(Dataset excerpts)
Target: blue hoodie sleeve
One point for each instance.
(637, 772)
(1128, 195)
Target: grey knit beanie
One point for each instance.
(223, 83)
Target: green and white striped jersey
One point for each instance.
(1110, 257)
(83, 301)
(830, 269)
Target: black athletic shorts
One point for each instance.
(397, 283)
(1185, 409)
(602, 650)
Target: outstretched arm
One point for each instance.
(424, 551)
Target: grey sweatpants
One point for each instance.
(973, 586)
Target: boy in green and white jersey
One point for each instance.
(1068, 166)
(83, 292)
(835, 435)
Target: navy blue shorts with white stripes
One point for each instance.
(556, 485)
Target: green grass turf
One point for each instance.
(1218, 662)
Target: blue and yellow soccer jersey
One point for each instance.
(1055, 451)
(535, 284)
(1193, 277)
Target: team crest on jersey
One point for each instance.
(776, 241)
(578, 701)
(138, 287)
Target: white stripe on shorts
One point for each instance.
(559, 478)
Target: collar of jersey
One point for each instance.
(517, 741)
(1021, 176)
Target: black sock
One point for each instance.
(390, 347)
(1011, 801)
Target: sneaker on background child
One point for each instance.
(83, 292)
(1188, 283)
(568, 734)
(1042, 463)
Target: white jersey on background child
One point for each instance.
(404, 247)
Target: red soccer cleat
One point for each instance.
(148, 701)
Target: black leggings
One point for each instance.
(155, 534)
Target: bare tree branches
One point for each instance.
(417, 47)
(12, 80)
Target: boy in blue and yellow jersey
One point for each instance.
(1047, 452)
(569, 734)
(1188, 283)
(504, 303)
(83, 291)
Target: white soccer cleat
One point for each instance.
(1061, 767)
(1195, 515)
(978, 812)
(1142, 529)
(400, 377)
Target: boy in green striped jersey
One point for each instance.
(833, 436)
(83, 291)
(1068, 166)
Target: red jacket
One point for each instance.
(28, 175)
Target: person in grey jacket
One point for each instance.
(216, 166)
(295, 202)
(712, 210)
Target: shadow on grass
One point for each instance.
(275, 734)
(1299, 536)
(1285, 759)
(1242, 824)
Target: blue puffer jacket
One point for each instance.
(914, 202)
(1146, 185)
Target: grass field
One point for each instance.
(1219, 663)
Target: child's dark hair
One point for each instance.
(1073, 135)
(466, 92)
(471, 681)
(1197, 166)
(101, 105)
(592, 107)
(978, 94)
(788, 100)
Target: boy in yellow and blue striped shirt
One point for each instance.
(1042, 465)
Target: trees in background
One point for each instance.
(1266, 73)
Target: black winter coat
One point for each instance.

Problem requirements:
Whenever a line of the entries contains "grey", it counts toward the total; state that total alone.

Task solution:
3